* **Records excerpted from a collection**

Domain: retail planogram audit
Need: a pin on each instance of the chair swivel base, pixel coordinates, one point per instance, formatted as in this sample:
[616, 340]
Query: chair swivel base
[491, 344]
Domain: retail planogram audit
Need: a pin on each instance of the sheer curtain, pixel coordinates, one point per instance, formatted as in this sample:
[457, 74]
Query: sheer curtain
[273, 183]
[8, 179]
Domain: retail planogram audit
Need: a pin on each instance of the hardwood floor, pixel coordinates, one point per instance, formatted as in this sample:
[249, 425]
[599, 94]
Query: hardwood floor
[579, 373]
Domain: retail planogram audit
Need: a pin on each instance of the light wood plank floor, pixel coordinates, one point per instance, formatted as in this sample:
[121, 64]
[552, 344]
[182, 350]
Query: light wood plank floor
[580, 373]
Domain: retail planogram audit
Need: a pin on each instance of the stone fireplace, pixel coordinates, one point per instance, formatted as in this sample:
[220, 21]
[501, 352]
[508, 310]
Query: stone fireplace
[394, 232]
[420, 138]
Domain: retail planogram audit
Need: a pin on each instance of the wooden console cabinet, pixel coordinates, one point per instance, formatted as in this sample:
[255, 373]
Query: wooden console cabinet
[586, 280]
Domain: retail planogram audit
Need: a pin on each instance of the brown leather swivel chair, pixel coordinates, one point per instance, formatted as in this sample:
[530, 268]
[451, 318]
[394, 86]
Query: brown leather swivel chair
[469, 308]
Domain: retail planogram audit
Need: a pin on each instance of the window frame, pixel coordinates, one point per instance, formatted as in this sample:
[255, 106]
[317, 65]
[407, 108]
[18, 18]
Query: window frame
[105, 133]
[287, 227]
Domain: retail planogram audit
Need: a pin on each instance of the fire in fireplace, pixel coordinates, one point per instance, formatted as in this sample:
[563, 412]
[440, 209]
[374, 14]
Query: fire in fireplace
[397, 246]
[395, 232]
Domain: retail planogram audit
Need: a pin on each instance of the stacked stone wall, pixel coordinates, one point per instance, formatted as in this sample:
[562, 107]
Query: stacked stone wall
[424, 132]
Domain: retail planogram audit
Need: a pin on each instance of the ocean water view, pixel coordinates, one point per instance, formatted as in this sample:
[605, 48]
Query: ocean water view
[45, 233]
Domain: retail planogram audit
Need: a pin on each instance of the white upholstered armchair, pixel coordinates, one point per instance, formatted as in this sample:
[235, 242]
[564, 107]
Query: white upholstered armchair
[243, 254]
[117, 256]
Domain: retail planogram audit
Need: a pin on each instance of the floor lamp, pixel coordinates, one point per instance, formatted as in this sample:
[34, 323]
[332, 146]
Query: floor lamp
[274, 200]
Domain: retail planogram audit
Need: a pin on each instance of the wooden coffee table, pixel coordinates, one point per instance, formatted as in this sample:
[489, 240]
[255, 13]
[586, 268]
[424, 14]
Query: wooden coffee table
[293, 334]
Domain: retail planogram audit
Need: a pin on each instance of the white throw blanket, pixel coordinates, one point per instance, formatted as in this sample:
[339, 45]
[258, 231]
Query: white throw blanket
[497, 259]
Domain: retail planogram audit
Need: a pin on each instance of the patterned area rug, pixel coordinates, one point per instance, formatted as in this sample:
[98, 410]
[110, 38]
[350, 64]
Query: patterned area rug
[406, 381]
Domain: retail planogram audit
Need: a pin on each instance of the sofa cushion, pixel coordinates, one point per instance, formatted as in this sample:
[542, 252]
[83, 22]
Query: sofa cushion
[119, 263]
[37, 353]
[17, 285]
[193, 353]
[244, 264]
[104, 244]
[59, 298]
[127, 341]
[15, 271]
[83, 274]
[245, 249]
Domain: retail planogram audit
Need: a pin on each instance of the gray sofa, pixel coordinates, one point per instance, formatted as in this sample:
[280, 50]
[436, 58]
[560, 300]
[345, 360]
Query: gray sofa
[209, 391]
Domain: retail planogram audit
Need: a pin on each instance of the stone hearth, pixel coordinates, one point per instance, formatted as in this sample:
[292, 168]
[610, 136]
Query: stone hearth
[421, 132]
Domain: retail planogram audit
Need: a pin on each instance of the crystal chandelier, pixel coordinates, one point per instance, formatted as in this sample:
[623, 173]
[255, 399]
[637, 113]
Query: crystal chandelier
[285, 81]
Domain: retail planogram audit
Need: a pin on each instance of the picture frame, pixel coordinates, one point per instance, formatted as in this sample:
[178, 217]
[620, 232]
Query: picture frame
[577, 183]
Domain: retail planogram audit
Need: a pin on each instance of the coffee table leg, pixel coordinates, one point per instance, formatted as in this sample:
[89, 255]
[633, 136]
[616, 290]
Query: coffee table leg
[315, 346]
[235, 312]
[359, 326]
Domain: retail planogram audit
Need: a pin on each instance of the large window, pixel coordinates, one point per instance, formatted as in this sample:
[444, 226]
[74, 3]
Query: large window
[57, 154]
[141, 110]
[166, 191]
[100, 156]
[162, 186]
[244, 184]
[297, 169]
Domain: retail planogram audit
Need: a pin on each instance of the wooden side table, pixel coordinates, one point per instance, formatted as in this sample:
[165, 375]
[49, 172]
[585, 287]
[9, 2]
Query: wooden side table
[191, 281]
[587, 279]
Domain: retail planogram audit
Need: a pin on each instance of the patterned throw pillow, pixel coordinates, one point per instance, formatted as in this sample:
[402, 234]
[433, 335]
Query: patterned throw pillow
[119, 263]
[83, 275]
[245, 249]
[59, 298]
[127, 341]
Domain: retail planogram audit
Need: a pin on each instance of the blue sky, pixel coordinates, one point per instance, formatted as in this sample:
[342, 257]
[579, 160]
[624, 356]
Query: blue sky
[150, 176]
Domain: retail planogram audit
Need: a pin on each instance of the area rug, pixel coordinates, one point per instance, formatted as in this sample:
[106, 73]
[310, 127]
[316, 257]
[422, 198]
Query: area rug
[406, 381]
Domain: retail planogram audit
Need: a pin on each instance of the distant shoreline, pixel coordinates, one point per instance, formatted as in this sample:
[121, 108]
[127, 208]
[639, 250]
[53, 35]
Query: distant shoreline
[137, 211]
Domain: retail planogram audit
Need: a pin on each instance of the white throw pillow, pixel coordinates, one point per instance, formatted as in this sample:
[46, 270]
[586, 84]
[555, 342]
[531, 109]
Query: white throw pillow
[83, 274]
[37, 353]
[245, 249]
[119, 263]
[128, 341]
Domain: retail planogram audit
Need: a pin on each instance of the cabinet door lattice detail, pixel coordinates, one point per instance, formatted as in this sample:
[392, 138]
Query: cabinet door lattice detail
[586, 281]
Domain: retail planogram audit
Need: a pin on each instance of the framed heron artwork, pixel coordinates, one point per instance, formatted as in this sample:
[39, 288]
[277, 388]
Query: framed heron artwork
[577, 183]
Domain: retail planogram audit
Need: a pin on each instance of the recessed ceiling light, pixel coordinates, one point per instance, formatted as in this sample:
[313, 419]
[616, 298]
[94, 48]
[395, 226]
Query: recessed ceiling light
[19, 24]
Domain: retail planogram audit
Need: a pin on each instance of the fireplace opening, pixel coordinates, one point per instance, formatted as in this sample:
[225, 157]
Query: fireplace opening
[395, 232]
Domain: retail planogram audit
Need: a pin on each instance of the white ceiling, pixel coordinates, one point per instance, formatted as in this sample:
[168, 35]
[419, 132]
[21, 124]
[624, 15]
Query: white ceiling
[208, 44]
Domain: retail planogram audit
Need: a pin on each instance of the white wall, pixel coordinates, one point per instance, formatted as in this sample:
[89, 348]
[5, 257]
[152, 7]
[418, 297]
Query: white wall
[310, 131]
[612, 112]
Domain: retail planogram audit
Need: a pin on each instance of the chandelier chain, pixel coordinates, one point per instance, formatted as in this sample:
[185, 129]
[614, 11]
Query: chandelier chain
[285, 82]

* **The request**
Extract all of the data above and output it character for character.

* **Final result**
Domain: retail planogram audit
Need: a pin on each instance of the chair swivel base, pixel coordinates, one point per instance, formatted as in this sample:
[616, 340]
Query: chair swivel base
[491, 344]
Domain: retail planogram audit
Need: a pin on each instance of the sheer curtain, pixel coordinates, one point per instance, formatted as in this sample:
[457, 74]
Query: sheer curtain
[273, 183]
[8, 179]
Domain: retail planogram audit
Need: a pin on each instance of the hardwood floor, pixel coordinates, one point per instance, formatted as in this sample:
[249, 425]
[599, 94]
Query: hardwood floor
[579, 373]
Domain: retail planogram audit
Need: a pin on each instance of the light wood plank floor, pixel coordinates, one point per instance, formatted as in this sample:
[121, 64]
[552, 344]
[182, 350]
Query: light wood plank floor
[580, 373]
Domain: retail planogram audit
Need: a pin on each instance of the stone fireplace, pixel coordinates, one point per instance, formatted as in this sample:
[220, 21]
[501, 352]
[508, 310]
Query: stone fireplace
[394, 232]
[420, 138]
Domain: retail planogram audit
Need: a pin on each instance of the wooden console cabinet, pixel coordinates, one point per instance, formatted as in this sample:
[255, 373]
Query: wooden console cabinet
[586, 280]
Domain: retail planogram audit
Need: a pin on each instance of the brown leather swivel chair, pixel coordinates, one point per instance, formatted as in this sample:
[530, 268]
[451, 318]
[394, 86]
Query: brown leather swivel chair
[469, 308]
Domain: retail planogram audit
Need: a pin on each instance of the window frame, pixel coordinates, one point per instance, formatted as in this sample:
[255, 106]
[317, 65]
[407, 108]
[18, 18]
Query: window frame
[105, 133]
[287, 227]
Domain: retail planogram audit
Need: a pin on each instance of the fire in fireplace, pixel coordinates, one point per instance, formatted as in this sample:
[563, 412]
[440, 209]
[374, 14]
Query: fire in fireplace
[397, 246]
[395, 232]
Domain: retail planogram audit
Need: a pin on each instance of the stacked stone wall, pixel coordinates, one point per instance, formatted as in this sample:
[562, 107]
Query: stacked stone wall
[424, 132]
Domain: retail planogram audit
Need: a pin on each instance of the ocean water view, pixel coordinates, one point per instance, formatted as in this sample:
[605, 48]
Query: ocean water view
[45, 233]
Domain: retail planogram audit
Need: a pin on each instance of the white upholstered armchair, pixel coordinates, one point per instance, formatted as in this sample:
[235, 242]
[564, 107]
Query: white upholstered armchair
[243, 254]
[117, 256]
Domain: retail planogram audit
Need: a pin on each instance of the floor lamp, pixel coordinates, one point per instance, formatted as in this sample:
[34, 323]
[332, 146]
Query: floor lamp
[274, 200]
Domain: retail planogram audit
Need: a pin on each instance of the wooden coffee table, pixel coordinates, one point per instance, formatted as in this sample:
[489, 240]
[255, 13]
[586, 268]
[424, 14]
Query: wooden coffee table
[293, 334]
Domain: retail planogram audit
Need: a pin on each instance of the white throw blanket, pixel coordinates, one point per instance, formatted as in this sample:
[339, 45]
[258, 231]
Query: white throw blanket
[497, 259]
Domain: retail planogram audit
Need: a pin on each instance of the patterned area rug, pixel coordinates, one point per instance, formatted as in this sample:
[98, 410]
[110, 38]
[350, 64]
Query: patterned area rug
[406, 381]
Domain: retail planogram audit
Need: a pin on each instance of the sofa cushion, pixel coordinates, one point per instance, formatted as in this sample:
[542, 252]
[83, 22]
Query: sofa cushion
[119, 263]
[37, 353]
[17, 285]
[193, 353]
[244, 264]
[104, 244]
[59, 298]
[127, 341]
[15, 271]
[83, 274]
[245, 249]
Domain: retail planogram audit
Need: a pin on each instance of the gray sofa, pixel coordinates, one point per instance, formatted as in this sample:
[280, 50]
[436, 58]
[560, 300]
[345, 360]
Query: gray sofa
[209, 391]
Domain: retail planogram audit
Need: a pin on each instance of the stone hearth, pixel coordinates, one point per instance, formatted as in this sample:
[292, 168]
[610, 136]
Query: stone hearth
[421, 132]
Domain: retail planogram audit
Need: a pin on each instance of the crystal chandelier, pixel coordinates, one point per instance, formatted as in this sample:
[623, 173]
[255, 399]
[637, 113]
Query: crystal chandelier
[285, 81]
Domain: retail planogram audit
Need: a pin on each instance of the picture frame, pixel coordinates, one point per instance, formatted as in this sample:
[178, 217]
[620, 232]
Query: picture frame
[577, 183]
Domain: retail planogram audit
Need: a pin on each instance of the coffee table leg, pixel coordinates, one point per instance, formatted as in this sample:
[89, 255]
[633, 136]
[616, 290]
Query: coffee table leg
[315, 346]
[235, 312]
[359, 326]
Domain: retail planogram audit
Need: a pin on each instance of the large window, pixel coordinates, one point per instance, formatted as in this sample:
[444, 226]
[74, 3]
Query: large window
[57, 154]
[141, 110]
[166, 191]
[100, 156]
[162, 186]
[244, 184]
[297, 169]
Domain: retail planogram audit
Need: a pin on each instance of the wooden side table, pixel coordinates, one point per instance, formatted as in this sample:
[165, 375]
[49, 172]
[585, 287]
[9, 2]
Query: wooden side table
[191, 281]
[587, 279]
Domain: retail planogram audit
Need: a pin on each instance of the patterned throw pillow, pixel coordinates, one point per instance, formatted as in this sample:
[402, 234]
[433, 335]
Query: patterned throw pillow
[119, 263]
[83, 275]
[245, 249]
[59, 298]
[127, 341]
Domain: retail planogram audit
Need: a pin on each instance of the blue sky, pixel coordinates, one point per instance, formatted as in this sample:
[342, 257]
[579, 160]
[624, 356]
Query: blue sky
[150, 176]
Domain: retail planogram audit
Need: a pin on each instance of the area rug, pixel coordinates, one point per instance, formatted as in this sample:
[106, 73]
[310, 127]
[316, 257]
[422, 198]
Query: area rug
[406, 381]
Domain: retail planogram audit
Need: a pin on each instance of the distant shoreline, pixel coordinates, one point per instance, formatted as in this sample:
[121, 108]
[127, 208]
[639, 250]
[53, 35]
Query: distant shoreline
[137, 211]
Domain: retail planogram audit
Need: a pin on each instance of the white throw pillow, pixel coordinates, one point per instance, formatted as in this sample:
[46, 270]
[586, 84]
[555, 342]
[531, 109]
Query: white throw pillow
[83, 274]
[37, 353]
[245, 249]
[119, 263]
[128, 341]
Domain: retail planogram audit
Need: a pin on each instance of the cabinet door lattice detail, pixel coordinates, one point per instance, formatted as in this sample:
[392, 138]
Query: cabinet door lattice detail
[586, 281]
Domain: retail planogram audit
Need: a pin on each instance of the framed heron artwork, pixel coordinates, one point per instance, formatted as in this sample:
[39, 288]
[277, 388]
Query: framed heron artwork
[577, 183]
Domain: retail planogram audit
Need: a pin on each instance of the recessed ceiling light, pixel coordinates, one point per instance, formatted as in this sample:
[313, 419]
[616, 298]
[94, 48]
[395, 226]
Query: recessed ceiling light
[19, 24]
Domain: retail planogram audit
Need: a pin on each instance of the fireplace opening, pixel coordinates, one point per instance, formatted as in this sample:
[225, 157]
Query: fireplace opening
[395, 232]
Domain: retail planogram audit
Need: a pin on each instance of the white ceiling, pixel coordinates, one point per instance, formatted as in this sample:
[168, 35]
[419, 132]
[21, 124]
[624, 15]
Query: white ceiling
[208, 44]
Domain: retail planogram audit
Need: a pin on each instance of the white wall, pixel coordinates, one point per instance, formatted as in this sample:
[89, 348]
[5, 257]
[152, 7]
[418, 297]
Query: white wall
[310, 131]
[612, 112]
Domain: retail planogram audit
Need: a pin on each instance of the chandelier chain, pixel coordinates, one point per instance, formatted as in this sample:
[185, 129]
[614, 11]
Query: chandelier chain
[285, 82]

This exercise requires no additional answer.